Текстовый блок ▸
Однако отнюдь не все японцы хотели капитулировать. Покончили с собой некоторые высокопоставленные чиновники, а также более тысячи солдат и офицеров, а ночью 14 августа была даже предпринята попытка уничтожить записанное на пленку радиообращение императора к нации еще до того. Четверо офицеров во главе с полковником и племянником премьер-министра Тодзё решили во что бы то ни стало помешать трансляции радиообращения императора. Они убили чиновника аппарата, отказавшегося сотрудничать с ними, и подделали приказ, повелевающий охране императорского дворца отдать пленку. До сих пор точно неизвестно почему, но они так и не смогли найти ее. Переворот провалился, так и не начавшись. Обращение к нации транслировалось на всю страну в положенный срок — на следующий день. Война закончилась, «нация самураев» капитулировала. В целом, за исключением отдельных эпизодов, оккупация страны иностранными войсками прошла спокойно.
Капитуляция ознаменовала собой крушение «второй эпохи самураев» (1900-1945). В этой связи можно задать два вопроса. Во-первых, была ли вторая эпоха подлинной наследницей первой? В некоторых моментах, несомненно, да. Она подтвердила неизменность традиции, суть которой выражена в первых строках «Хагакурэ»: «Самурай должен прежде всего постоянно помнить... что он обязан умереть». И как ярко свидетельствуют атаки «бандзай» и полеты пилотов-камикадзэ, солдаты второй мировой войны с готовностью и упоением следовали этому принципу. Но в равной степени несомненно, что такой фанатизм являлся в не меньшей степени и следствием хорошо отлаженной работы военной машины и пропаганды. И конечно тот факт, что в двадцатом столетии японцы сражались уже с «иноземцами», вначале за славу и новые территории, а затем защищая свою священную землю, также внес в традиционные самурайские ценности новое содержание.

Исходные данные ▸
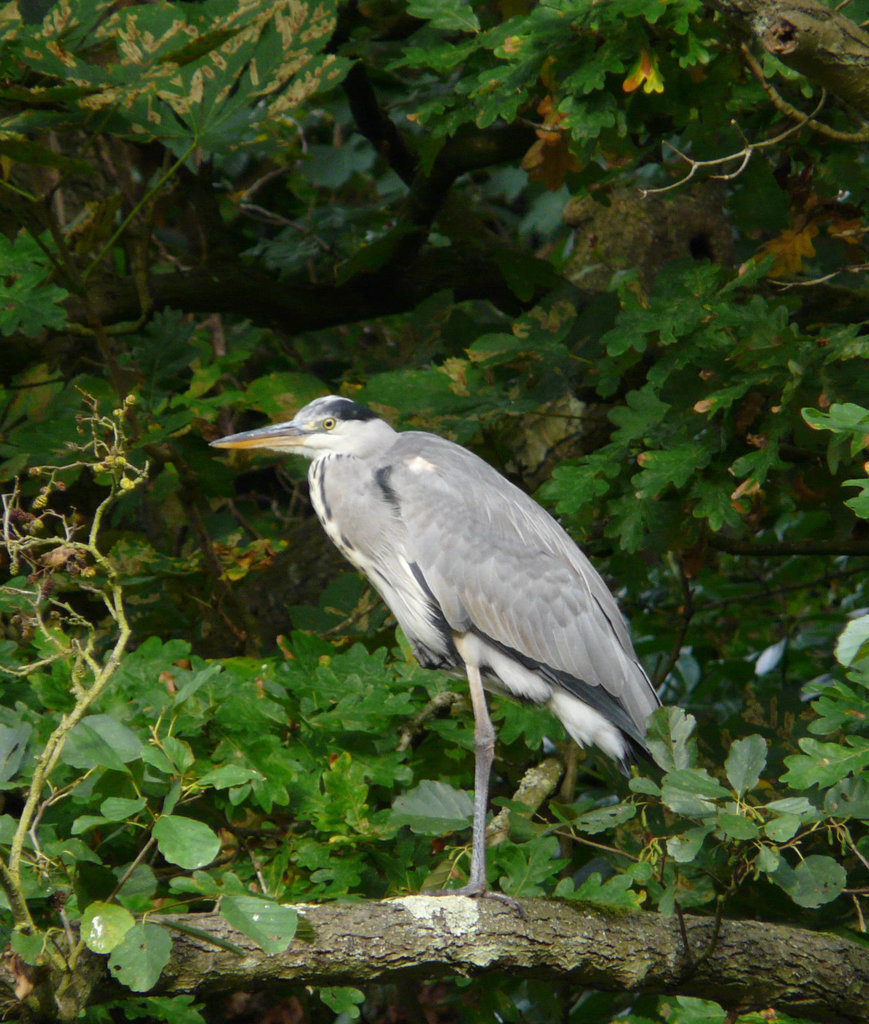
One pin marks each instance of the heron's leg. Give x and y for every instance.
(483, 757)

Что требуется ▸ Воспроизведите целиком и без единого изменения приведенный выше текст о капитуляции Японии и конце «второй эпохи самураев».

Результат выполнения ▸
Однако отнюдь не все японцы хотели капитулировать. Покончили с собой некоторые высокопоставленные чиновники, а также более тысячи солдат и офицеров, а ночью 14 августа была даже предпринята попытка уничтожить записанное на пленку радиообращение императора к нации еще до того. Четверо офицеров во главе с полковником и племянником премьер-министра Тодзё решили во что бы то ни стало помешать трансляции радиообращения императора. Они убили чиновника аппарата, отказавшегося сотрудничать с ними, и подделали приказ, повелевающий охране императорского дворца отдать пленку. До сих пор точно неизвестно почему, но они так и не смогли найти ее. Переворот провалился, так и не начавшись. Обращение к нации транслировалось на всю страну в положенный срок — на следующий день. Война закончилась, «нация самураев» капитулировала. В целом, за исключением отдельных эпизодов, оккупация страны иностранными войсками прошла спокойно.
Капитуляция ознаменовала собой крушение «второй эпохи самураев» (1900-1945). В этой связи можно задать два вопроса. Во-первых, была ли вторая эпоха подлинной наследницей первой? В некоторых моментах, несомненно, да. Она подтвердила неизменность традиции, суть которой выражена в первых строках «Хагакурэ»: «Самурай должен прежде всего постоянно помнить... что он обязан умереть». И как ярко свидетельствуют атаки «бандзай» и полеты пилотов-камикадзэ, солдаты второй мировой войны с готовностью и упоением следовали этому принципу. Но в равной степени несомненно, что такой фанатизм являлся в не меньшей степени и следствием хорошо отлаженной работы военной машины и пропаганды. И конечно тот факт, что в двадцатом столетии японцы сражались уже с «иноземцами», вначале за славу и новые территории, а затем защищая свою священную землю, также внес в традиционные самурайские ценности новое содержание.